> _Tasks for this exercise_
(A) In the appeal judgment excerpt, on what date did the appellant file a notice of appeal from the Federal Magistrate's judgment?
(B) Shorten the paragraph of the appeal judgment excerpt that begins "In relation to the appellant's second ground of review," keeping its main facts.

-------- Given passage --------

8 The Federal Magistrate nevertheless proceeded to examine the merits of the appellant’s claims. The appellant ultimately pressed three grounds of review however, on this appeal, his Honour’s decision on the third ground is not challenged. Therefore it is only necessary to consider his Honour’s decision on the following two grounds:

1. The Tribunal failed to deal with an important claim made by the appellant (that is, the ban on practising religion on Sunday) and therefore made a jurisdictional error.
2. The Tribunal made jurisdictional errors in interpreting what is meant by ‘serious punishment’ and in holding that what the appellant suffered was not persecution.

9 In respect of the first ground of review, it was submitted on behalf of the appellant that the Tribunal had incorrectly focussed on the role of the government in preventing the appellant from attending religious services when, in fact, his claim had been that private individuals, namely ethnic Fijians, had stopped him attending. Based on the transcript of the hearing before the Tribunal, which was in evidence before his Honour, the Federal Magistrate held that the Tribunal understood the appellant’s claimed fear of harm. His Honour held, at [11], that the Tribunal rejected this claim by finding that the instability which led to the actions of harm taking place no longer existed and that the judiciary and police could be relied on to provide adequate protection.

10 In relation to the appellant’s second ground of review, his Honour held that the Tribunal’s finding in this regard must be seen in the context of its ultimate conclusion that the appellant’s claims originated from the breakdown of law and order following the political unrest in 1987. The Federal Magistrate noted that the Tribunal found that this insecurity had disappeared and political stability had been restored. For this reason, his Honour held that, whatever the level of harm as seen by the Tribunal, it found that there was adequate State protection (as at the time of the decision) and, in any event, that the circumstances which gave rise to the appellant’s claims no longer existed in Fiji.

THIS APPEAL

11 On 10 October 2005, the appellant filed a notice of appeal from his Honour’s judgment. At the hearing I gave the appellant leave to file in Court an amended notice of appeal which raised the following grounds:

1. The Federal Magistrate erred in exercising his discretion to dismiss the matter based on delay in starting proceedings.
2. The Federal Magistrate erred by not holding that the Tribunal made a jurisdictional error in interpreting what is meant by serious punishment and held that what the appellant suffered was not persecution.

-------- Raw data --------

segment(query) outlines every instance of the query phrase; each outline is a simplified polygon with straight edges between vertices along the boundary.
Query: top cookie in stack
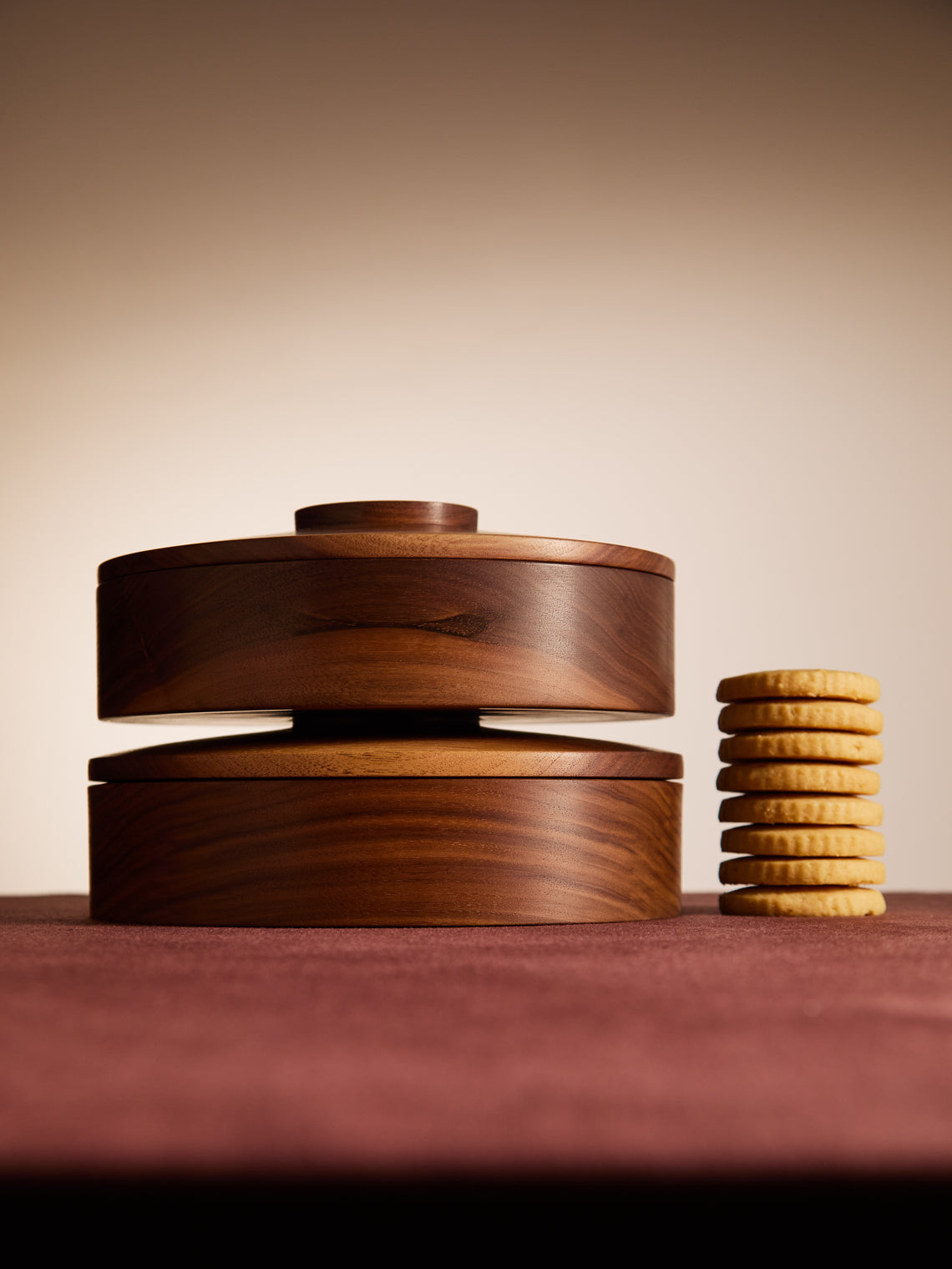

--------

> _Responses to the tasks_
(A) 10 October 2005

(B) On the second ground, the Federal Magistrate held that the Tribunal's finding had to be read with its conclusion that the appellant's claims arose from the breakdown of law and order after the 1987 political unrest. The Tribunal had found that this insecurity was gone and political stability restored. So, whatever level of harm the Tribunal saw, his Honour held that it found adequate State protection at the time of the decision, and that the circumstances behind the claims no longer existed in Fiji.